- SELECTED PASSAGE
For the fourth year in a row I spent a sleepless Shabbat in Jerusalem.

It’s not necessarily Jerusalem’s fault that I’m up until 3 in the morning every time I’m there. Given the timing of Prozdor’s vacations and flights, inevitably we arrive late on a Wednesday or Thursday, eat dinner, and then stumble off to bed sometime after 10:00 with our body clocks in full misalignment. And while on most of my visits to Israel I’m usually OK after the second night, this year it took me until last night, our fourth in Israel, when I had left Jerusalem for the relative peace and quiet of my friend’s Moshav, to fall asleep without beIng up for hours.

Outside of inevitable and unavoidable jet lag, there is something equally inevitable and unavoidable about Jerusalem. Yes, it is a crucible of spirituality, holiness, history, tension, and emotion. Yes, it is a city of stones and walls, crowded alleys and open spaces, that occupies a space at the intersection of faith and future. But to me, what is unescapable is the intensity. It is impossible to not experience that heavy weight of FEELING in Jerusalem.

Case in point: this last Shabbat. As a mixed group of fifty-plus Prozdor and Reali students crowded into a tiny Orthodox shul tucked away in Nachla’ot, the overflow of students spilled out into the balcony overlooking the courtyard. In this group was my son, lucky enough to come along with me on this trip, and yes, he had out one of the older kids’ iPhones and was playing Frontier Rush.

Into this scene came a man from the shul, probably mid-50s, who ambled over and gestured towards my son. Uh-oh, I thought, here comes the tsk-tsking.

“Do you know that’s permissible on Shabbat?” he asked in New York-inflected English.

“Ummmm…” I stammer.

“It’s true. There are a group of religious guys, I mean really frum guys, who look into all kinds of ways to make Shabbat less restrictive from a halachic standpoint.”

“Really?” I say. “I heard about responsa being solicited about e-readers…”

“In this case, the work started in hospitals, when they were trying to find out how ringing a call button for a nurse would affect the ongoing electric current in the circuits and systems. When they looked into computers and tablets, they realized that the only issue with the electricity was in the keyboards.”

By this point I was fairly interested. He went on.

“So really, that touchscreen is totally permissible,” he said.

I knew there was more coming. And it came.

“I’m not messianic. I’m not one of those guys. But let me tell you something. I just saw a poll that said that something like 93% of Jews in Israel believe in God. Can you believe that? Maybe it wasn’t 93%, but it was up there….”

At this point, tears came to his eyes and his voice trembled.

“Can you imagine what it would be like if everyone knew that you could bring your phone or your tablet to shul? Imagine how many people would come. What would HaKadosh Baruch Hu think about that? There would be a revival. Thousands of Jews would definitely come back to Judaism, to God…”

By this point his voice was really quaking, but he took a breath and pulled it together.

“But I’ll tell you what, it won’t be easy. There are plenty of rabbis who refuse to allow it because they’re nervous about kids with iPhones running around the shul….but you know what, it would really be something.”

And with that, he continued on to give out some candy to a few of the other kids who were clearly among the regulars.

It was quite a moment, an encounter with religion, technology, and a vision for the future of, I daresay, God and the Jewish people that almost had to happen on a sunlit Shabbat morning, with a jet-lagged American, a religious-Zionist American expat, and an app-playing 7-year old, oblivious to it all, but maybe holding the key to the Jewish future.

- DATA FOR REVIEW
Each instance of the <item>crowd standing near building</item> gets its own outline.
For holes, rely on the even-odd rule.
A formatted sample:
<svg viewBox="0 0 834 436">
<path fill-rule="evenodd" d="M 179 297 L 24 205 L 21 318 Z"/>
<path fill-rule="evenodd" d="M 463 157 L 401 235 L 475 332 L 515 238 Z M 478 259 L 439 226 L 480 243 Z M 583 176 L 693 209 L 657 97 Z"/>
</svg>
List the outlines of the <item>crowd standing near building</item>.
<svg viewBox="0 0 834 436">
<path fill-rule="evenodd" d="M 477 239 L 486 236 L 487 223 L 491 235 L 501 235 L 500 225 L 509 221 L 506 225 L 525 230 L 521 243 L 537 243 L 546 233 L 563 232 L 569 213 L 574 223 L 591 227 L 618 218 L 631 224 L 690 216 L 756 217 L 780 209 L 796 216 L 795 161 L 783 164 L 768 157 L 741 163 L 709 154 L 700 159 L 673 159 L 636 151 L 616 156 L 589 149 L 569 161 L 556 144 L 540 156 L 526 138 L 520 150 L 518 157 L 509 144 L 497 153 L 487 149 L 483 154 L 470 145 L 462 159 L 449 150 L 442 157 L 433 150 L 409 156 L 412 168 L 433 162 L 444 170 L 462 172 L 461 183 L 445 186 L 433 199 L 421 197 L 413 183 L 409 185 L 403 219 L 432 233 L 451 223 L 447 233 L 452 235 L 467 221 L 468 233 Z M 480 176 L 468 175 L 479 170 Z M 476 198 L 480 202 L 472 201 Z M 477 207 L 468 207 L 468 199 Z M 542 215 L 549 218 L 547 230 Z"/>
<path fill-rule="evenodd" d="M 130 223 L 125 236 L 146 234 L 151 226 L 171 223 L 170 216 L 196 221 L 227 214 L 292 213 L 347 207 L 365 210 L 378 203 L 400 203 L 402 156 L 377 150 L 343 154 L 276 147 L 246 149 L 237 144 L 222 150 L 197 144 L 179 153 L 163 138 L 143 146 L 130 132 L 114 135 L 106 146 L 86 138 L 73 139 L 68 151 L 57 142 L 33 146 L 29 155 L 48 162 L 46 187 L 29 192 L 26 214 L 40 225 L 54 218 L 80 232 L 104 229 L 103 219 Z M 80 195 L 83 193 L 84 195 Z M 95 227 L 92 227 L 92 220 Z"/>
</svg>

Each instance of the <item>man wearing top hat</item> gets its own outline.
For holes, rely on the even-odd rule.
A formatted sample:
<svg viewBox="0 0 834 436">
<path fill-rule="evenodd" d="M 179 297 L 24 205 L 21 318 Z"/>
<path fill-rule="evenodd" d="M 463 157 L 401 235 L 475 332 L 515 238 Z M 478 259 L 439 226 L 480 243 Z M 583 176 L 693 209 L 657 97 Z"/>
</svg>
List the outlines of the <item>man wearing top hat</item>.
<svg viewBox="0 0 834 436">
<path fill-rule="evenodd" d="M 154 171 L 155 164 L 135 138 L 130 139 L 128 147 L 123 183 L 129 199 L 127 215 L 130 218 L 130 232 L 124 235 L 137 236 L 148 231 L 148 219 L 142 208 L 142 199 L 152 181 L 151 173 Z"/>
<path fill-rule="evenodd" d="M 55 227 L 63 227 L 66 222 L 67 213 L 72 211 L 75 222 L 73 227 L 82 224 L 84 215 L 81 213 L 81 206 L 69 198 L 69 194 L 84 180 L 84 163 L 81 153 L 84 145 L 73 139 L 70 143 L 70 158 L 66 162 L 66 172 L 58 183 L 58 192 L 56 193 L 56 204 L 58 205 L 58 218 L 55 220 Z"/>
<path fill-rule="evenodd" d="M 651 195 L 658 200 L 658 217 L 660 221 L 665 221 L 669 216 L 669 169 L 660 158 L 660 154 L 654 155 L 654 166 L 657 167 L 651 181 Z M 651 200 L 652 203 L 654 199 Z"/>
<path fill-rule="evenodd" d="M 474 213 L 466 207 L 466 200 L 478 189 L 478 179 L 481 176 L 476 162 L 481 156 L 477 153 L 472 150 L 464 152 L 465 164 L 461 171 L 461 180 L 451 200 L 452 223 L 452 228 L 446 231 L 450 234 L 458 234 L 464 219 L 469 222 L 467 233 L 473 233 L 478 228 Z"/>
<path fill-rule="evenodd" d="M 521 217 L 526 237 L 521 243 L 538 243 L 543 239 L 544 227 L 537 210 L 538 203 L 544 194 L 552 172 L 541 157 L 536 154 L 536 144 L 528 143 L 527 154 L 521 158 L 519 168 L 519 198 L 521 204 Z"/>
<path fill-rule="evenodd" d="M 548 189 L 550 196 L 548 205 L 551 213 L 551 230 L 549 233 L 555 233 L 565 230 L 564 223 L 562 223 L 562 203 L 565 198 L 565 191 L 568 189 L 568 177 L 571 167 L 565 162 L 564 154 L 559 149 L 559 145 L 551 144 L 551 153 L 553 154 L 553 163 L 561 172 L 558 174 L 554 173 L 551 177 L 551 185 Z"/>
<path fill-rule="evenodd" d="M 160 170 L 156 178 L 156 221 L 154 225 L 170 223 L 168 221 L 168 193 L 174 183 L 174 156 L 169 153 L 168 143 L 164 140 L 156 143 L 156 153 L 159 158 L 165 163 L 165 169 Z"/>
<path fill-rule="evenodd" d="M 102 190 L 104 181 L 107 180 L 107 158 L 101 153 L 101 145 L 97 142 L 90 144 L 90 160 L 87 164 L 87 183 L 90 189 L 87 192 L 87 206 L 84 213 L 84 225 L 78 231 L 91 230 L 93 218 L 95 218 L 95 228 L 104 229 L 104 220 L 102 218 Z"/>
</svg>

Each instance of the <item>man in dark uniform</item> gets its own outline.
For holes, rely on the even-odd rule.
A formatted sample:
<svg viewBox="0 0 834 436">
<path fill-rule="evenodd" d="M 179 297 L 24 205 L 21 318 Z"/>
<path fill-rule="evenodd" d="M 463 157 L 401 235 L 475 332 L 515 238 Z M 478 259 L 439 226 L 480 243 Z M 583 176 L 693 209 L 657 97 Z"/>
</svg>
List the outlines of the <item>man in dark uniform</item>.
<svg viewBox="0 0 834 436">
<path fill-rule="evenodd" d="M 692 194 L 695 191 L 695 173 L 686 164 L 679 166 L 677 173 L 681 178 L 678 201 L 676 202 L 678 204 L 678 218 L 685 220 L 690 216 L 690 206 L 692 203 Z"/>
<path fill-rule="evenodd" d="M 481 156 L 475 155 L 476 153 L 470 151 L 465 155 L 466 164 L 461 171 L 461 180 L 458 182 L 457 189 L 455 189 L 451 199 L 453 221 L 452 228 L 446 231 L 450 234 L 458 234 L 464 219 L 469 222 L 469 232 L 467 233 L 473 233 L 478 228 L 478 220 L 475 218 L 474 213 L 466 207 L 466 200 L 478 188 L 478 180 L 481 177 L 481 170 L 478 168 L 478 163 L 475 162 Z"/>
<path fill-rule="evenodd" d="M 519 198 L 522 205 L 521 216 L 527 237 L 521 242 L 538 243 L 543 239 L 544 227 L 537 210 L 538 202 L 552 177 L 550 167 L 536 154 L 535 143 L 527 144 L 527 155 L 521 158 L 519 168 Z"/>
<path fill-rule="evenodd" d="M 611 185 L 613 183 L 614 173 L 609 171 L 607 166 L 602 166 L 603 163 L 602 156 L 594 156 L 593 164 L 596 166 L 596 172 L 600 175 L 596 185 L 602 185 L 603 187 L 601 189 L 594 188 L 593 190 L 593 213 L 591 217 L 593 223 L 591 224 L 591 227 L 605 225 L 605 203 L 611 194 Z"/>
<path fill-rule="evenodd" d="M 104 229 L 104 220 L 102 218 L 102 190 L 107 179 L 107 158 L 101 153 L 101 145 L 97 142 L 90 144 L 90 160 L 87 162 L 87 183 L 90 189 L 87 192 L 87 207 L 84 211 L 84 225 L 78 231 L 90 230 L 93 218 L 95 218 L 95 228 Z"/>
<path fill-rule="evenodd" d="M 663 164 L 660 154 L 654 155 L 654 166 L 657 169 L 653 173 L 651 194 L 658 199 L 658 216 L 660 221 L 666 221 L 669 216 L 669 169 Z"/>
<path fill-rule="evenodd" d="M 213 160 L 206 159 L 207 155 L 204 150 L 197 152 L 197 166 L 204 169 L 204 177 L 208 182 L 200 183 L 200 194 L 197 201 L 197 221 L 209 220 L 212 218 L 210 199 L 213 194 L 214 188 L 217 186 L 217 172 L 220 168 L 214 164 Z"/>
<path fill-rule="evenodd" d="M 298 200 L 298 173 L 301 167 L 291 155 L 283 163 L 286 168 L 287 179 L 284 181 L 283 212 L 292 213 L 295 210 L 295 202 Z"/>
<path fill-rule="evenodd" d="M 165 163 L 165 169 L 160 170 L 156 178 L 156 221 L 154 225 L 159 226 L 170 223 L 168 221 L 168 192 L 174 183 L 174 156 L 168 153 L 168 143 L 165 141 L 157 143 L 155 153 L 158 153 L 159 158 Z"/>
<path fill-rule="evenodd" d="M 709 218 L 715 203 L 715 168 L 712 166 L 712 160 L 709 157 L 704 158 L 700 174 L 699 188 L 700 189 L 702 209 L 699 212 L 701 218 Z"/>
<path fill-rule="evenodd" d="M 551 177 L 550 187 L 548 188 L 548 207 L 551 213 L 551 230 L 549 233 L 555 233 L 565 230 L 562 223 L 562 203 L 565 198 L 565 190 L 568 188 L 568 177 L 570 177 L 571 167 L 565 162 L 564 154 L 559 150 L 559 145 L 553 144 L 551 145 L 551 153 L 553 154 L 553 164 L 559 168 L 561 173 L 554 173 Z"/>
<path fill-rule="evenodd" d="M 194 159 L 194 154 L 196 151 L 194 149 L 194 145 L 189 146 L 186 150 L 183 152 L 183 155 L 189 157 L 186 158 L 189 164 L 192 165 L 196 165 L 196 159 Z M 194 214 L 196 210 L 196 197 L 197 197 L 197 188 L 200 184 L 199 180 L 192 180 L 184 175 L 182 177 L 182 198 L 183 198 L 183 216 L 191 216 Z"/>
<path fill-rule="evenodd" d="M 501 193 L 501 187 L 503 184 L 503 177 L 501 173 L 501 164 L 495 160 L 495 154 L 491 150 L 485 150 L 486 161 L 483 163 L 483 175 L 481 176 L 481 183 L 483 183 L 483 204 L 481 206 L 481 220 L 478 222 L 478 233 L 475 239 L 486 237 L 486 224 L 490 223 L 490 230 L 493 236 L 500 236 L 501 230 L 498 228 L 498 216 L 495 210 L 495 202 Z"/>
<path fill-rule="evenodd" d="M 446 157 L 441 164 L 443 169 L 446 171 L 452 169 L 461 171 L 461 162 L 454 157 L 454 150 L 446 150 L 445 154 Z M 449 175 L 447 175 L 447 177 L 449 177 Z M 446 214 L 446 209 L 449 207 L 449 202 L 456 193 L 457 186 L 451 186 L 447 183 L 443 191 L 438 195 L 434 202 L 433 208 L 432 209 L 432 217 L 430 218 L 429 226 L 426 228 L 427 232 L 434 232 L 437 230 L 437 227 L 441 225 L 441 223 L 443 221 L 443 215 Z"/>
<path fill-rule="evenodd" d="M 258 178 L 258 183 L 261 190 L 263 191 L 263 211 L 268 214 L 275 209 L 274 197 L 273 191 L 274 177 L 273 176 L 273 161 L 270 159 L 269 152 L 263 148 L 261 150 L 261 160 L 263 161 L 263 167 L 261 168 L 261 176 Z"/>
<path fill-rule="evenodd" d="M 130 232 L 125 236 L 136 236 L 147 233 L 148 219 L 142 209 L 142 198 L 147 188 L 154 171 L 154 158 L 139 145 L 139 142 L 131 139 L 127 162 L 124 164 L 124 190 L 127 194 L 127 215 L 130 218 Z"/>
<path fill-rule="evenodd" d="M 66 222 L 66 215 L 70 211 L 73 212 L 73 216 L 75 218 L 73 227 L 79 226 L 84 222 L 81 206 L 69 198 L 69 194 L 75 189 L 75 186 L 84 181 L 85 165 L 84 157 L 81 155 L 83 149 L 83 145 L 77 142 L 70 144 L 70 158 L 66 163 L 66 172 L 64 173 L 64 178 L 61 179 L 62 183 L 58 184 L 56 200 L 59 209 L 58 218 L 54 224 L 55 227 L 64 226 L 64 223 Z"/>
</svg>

- WORK TASK 1
Return the part of the essay about a Shabbat in Jerusalem starting with "By this point his" and going on through "among the regulars.", copied word for word.
- WORK TASK 2
Decide whether each statement below agrees with the essay about a Shabbat in Jerusalem. Answer yes or no for each, and quote the words of the essay that decide it.
(a) More than fifty students crowded into the shul.
(b) The man from the shul said the work on the question started in schools.
(c) The man from the shul spoke English with a New York accent.

- EXERCISE ANSWER 1
By this point his voice was really quaking, but he took a breath and pulled it together.

“But I’ll tell you what, it won’t be easy. There are plenty of rabbis who refuse to allow it because they’re nervous about kids with iPhones running around the shul….but you know what, it would really be something.”

And with that, he continued on to give out some candy to a few of the other kids who were clearly among the regulars.

- EXERCISE ANSWER 2
(a) Yes: "a mixed group of fifty-plus Prozdor and Reali students crowded into a tiny Orthodox shul"
(b) No: "the work started in hospitals"
(c) Yes: "he asked in New York-inflected English"